[Contour labeling entries]
>> BEGIN

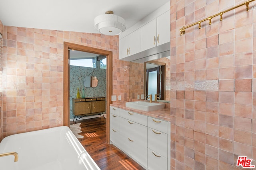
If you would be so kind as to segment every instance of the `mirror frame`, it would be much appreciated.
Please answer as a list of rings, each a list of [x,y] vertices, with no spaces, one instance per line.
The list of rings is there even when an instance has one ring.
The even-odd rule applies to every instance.
[[[106,138],[107,143],[109,143],[109,107],[112,103],[111,95],[113,90],[112,78],[112,52],[79,44],[67,42],[64,42],[63,56],[63,125],[69,127],[69,71],[70,56],[69,49],[74,49],[94,54],[104,55],[107,57],[107,84],[106,106]]]

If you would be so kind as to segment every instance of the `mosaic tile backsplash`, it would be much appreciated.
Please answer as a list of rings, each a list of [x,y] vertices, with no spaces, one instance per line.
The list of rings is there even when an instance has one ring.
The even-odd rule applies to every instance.
[[[96,68],[70,66],[70,119],[73,119],[72,98],[76,98],[77,88],[79,88],[80,96],[83,89],[85,97],[106,97],[106,70],[100,68],[100,62],[97,61]],[[85,87],[84,79],[86,76],[95,76],[98,80],[95,87]]]

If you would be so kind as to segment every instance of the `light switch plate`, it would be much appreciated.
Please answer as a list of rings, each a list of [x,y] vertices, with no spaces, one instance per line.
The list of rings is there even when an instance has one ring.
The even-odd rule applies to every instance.
[[[145,99],[145,95],[144,95],[144,94],[140,95],[140,98],[141,99]]]
[[[116,96],[111,96],[111,101],[116,101]]]

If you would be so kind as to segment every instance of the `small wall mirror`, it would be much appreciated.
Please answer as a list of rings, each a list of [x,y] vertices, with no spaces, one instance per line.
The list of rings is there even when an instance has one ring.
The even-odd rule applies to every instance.
[[[84,79],[84,86],[85,87],[95,87],[98,86],[98,79],[95,76],[86,76]]]

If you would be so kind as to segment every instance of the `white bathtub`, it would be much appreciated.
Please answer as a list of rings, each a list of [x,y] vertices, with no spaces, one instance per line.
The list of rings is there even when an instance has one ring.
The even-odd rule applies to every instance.
[[[0,157],[0,170],[100,170],[70,129],[66,126],[13,135],[0,143],[0,153],[16,152]]]

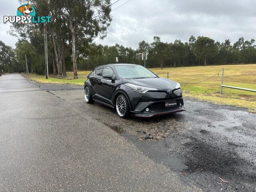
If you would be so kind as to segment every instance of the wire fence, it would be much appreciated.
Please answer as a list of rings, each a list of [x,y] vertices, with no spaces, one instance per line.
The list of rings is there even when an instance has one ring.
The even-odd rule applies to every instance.
[[[216,76],[217,75],[218,75],[218,77],[219,76],[219,74],[220,73],[220,72],[221,71],[222,71],[222,69],[221,69],[217,73],[215,74],[214,75],[213,75],[212,76],[210,77],[209,77],[209,78],[207,78],[206,79],[205,79],[204,80],[202,80],[202,81],[198,81],[197,82],[186,82],[186,83],[190,83],[190,84],[194,84],[194,83],[201,83],[202,82],[204,82],[204,81],[207,81],[207,80],[209,80],[210,79],[211,79],[212,78],[215,77],[215,76]],[[172,76],[174,77],[174,76],[172,74],[170,74],[169,72],[167,72],[167,78],[169,78],[169,76]]]
[[[66,80],[73,80],[78,79],[84,79],[85,80],[87,78],[86,76],[68,76],[64,75],[49,75],[49,76],[57,79],[65,79]]]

>> END

Written task =
Restate each line of the records exactly; pictures do not belong in the copy.

Output for this exercise =
If you would be so kind as to segment every instance of the `mirror frame`, it would be much appreciated.
Please answer as a list of rings, each a list of [x,y] vertices, with no spaces, one instance per line.
The list of rings is there even when an instance has one ring.
The even-odd rule applies to every instance.
[[[106,138],[107,143],[109,143],[109,107],[112,103],[111,95],[113,90],[112,78],[112,52],[79,44],[67,42],[64,42],[63,56],[63,125],[69,127],[69,71],[70,56],[69,49],[74,49],[94,54],[104,55],[107,57],[107,84],[106,106]]]

If you would be so kind as to segment every instance of the `mosaic tile backsplash`, it would be much appreciated.
Please answer as a list of rings, each a list of [x,y] vertices, with no spaces, one instance per line.
The list of rings is there even when an instance has one ring.
The even-odd rule applies to every instance.
[[[96,68],[70,66],[70,119],[73,119],[72,98],[76,98],[77,88],[79,88],[80,96],[83,89],[85,97],[106,97],[106,70],[100,68],[100,62],[97,61]],[[85,87],[84,79],[86,76],[95,76],[98,80],[95,87]]]

If you would be so kind as to segment every instance of the `light switch plate`, it would be much appreciated.
Please answer as a list of rings, each a list of [x,y] vertices, with no spaces, one instance per line.
The list of rings is there even when an instance has one ring.
The even-odd rule applies to every instance.
[[[145,99],[145,95],[144,95],[144,94],[140,95],[140,98],[141,99]]]
[[[116,96],[111,96],[111,101],[116,101]]]

If you would be so kind as to segment every instance of the `small wall mirror`, it would be much appreciated.
Please answer as a list of rings, each a list of [x,y] vertices, with no spaces, one instance per line.
The list of rings is there even when an instance has one ring.
The even-odd rule applies to every instance.
[[[84,79],[84,86],[85,87],[95,87],[98,86],[98,79],[95,76],[86,76]]]

If you would be so kind as to segment every instance of the `white bathtub`, it would be much appreciated.
Please answer as a list of rings, each a list of [x,y] vertices, with no spaces, one instance per line.
The list of rings is there even when an instance has one ring.
The even-odd rule applies to every instance.
[[[0,157],[0,170],[100,170],[70,129],[66,126],[13,135],[0,143],[0,153],[16,152]]]

If you would be so kind as to segment every instance of the wire fence, it would be much appreciated.
Please answer as a list of rings, each a list of [x,y] vertices, with no spaces, one instance per line.
The list of rings is there even when an instance has one ring.
The even-odd rule applies to every instance.
[[[216,76],[217,75],[218,75],[218,77],[219,76],[219,74],[220,73],[220,72],[221,71],[222,71],[222,69],[221,69],[217,73],[215,74],[214,75],[213,75],[212,76],[210,77],[209,77],[209,78],[207,78],[206,79],[205,79],[204,80],[202,80],[202,81],[198,81],[197,82],[186,82],[186,83],[190,83],[190,84],[194,84],[194,83],[201,83],[202,82],[204,82],[204,81],[207,81],[207,80],[209,80],[210,79],[211,79],[212,78],[215,77],[215,76]],[[172,76],[174,77],[174,76],[172,74],[170,74],[169,72],[167,72],[167,78],[169,78],[169,76]]]
[[[66,80],[73,80],[78,79],[84,79],[85,80],[87,78],[86,76],[68,76],[64,75],[49,75],[49,76],[57,79],[65,79]]]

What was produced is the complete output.